» **Input material**:
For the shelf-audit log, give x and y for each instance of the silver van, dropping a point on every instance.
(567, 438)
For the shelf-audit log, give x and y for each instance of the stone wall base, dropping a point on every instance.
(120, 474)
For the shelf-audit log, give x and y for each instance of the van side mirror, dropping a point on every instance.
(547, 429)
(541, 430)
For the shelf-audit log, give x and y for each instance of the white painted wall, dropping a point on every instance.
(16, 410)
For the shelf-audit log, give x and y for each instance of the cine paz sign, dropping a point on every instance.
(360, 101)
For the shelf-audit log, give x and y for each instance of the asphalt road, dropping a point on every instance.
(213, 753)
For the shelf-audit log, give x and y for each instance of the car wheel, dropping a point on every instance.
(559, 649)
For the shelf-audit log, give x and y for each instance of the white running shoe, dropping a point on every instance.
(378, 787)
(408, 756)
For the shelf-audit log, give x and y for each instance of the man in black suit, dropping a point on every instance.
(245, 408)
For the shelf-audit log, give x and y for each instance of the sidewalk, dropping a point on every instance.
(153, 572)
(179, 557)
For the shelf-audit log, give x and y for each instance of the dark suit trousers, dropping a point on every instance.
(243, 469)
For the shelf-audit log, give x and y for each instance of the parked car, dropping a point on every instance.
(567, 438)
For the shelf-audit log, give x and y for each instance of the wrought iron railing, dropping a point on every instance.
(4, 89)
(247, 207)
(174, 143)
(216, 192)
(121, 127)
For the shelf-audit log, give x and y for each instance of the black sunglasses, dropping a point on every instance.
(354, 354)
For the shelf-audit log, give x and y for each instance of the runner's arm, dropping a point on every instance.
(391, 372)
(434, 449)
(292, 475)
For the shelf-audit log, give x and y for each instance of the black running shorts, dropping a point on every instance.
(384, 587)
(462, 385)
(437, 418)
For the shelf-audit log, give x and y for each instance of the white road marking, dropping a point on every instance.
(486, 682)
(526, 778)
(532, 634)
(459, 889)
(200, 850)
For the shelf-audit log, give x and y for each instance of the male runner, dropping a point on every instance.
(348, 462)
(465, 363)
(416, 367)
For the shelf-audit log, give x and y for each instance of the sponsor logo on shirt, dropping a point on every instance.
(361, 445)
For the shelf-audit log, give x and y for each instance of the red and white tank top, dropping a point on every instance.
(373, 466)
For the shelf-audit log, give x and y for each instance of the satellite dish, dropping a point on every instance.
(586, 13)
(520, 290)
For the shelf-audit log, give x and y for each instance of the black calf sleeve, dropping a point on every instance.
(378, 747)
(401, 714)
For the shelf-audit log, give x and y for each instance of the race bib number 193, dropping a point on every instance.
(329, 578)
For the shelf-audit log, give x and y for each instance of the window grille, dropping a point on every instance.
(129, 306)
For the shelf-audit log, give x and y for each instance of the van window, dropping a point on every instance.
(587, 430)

» **What this task involves**: Write the listing out once more, keeping each word as it is.

» **Your solution**:
For the shelf-audit log, give x and y for each instance of the silver van, dropping a point on every instance.
(567, 438)
For the shelf-audit log, give x and y for each instance of the stone wall base, dropping a point on every instance.
(120, 474)
For the shelf-audit log, give x and y for each instance of the van side mirror, dropping a point on every instance.
(547, 429)
(541, 430)
For the shelf-audit log, give x and y for each instance of the white painted wall, dropping a point on every instance.
(16, 410)
For the shelf-audit log, give x and y for each instance of the cine paz sign, dropping a point on every instance.
(360, 101)
For the shelf-audit log, give x and y for each instance of the asphalt road, dropping a point on every instance.
(213, 753)
For the shelf-audit log, give x and y for each instance of the car wheel, dropping a point on every instance.
(559, 649)
For the shelf-audit log, give x and y for each instance of the white running shoe, dropping a point on every instance.
(378, 787)
(408, 756)
For the shelf-audit log, give x and y for each instance of the man in black suit, dropping a point on every instance.
(245, 408)
For the shelf-audit log, give x and y for each instance of the sidewalk, dropping a point on every instance.
(153, 572)
(179, 557)
For the shelf-audit log, give x and y for each instance of the dark suit trousers, dropping a point on every instance.
(243, 469)
For the shelf-audit log, give x and y for each instance of the parked car, dropping a point on every instance.
(567, 438)
For the shelf-audit log, give x and y for each instance of the wrought iron railing, dropping a point on every instance.
(4, 89)
(247, 207)
(174, 143)
(216, 192)
(121, 127)
For the shelf-audit log, give x and y for each instance of the black sunglasses, dropping a point on every instance.
(354, 354)
For the shelf-audit log, give x and y for each instance of the runner's arm, dropping a point on every instance.
(391, 372)
(434, 449)
(292, 475)
For the shelf-audit log, give x and y for each instance of the black running shorts, dropping a point on every instance.
(384, 587)
(462, 385)
(437, 418)
For the shelf-audit log, give x and y for each instance of the white road marking, dropping a point on every instance.
(486, 682)
(526, 778)
(532, 634)
(459, 889)
(200, 850)
For the shelf-audit log, give x and y for each instance of the male runner, dropping a point on every instance.
(348, 462)
(465, 363)
(416, 367)
For the shelf-audit log, give x and y for each instance of the sponsor logo on shirt, dropping a point on every instance.
(361, 445)
For the shelf-audit log, give x and y for each instance of the red and white tank top, dropping a point on every instance.
(373, 466)
For the shelf-audit log, give x and y for each instance of the satellite dish, dropping a point on every instance.
(586, 13)
(520, 290)
For the shelf-audit log, give x and y for each instance of the black calf sleeve, dropping a point on every instance.
(378, 747)
(401, 714)
For the shelf-audit log, give x and y for each instance of the race bib number 193, dropping a point on every instance.
(329, 578)
For the shelf-audit log, give x and y for each instance of the window grille, dropping a point on every instance.
(129, 306)
For the shelf-audit log, give x and y for each instance of the van window, dropping a point on every instance.
(587, 430)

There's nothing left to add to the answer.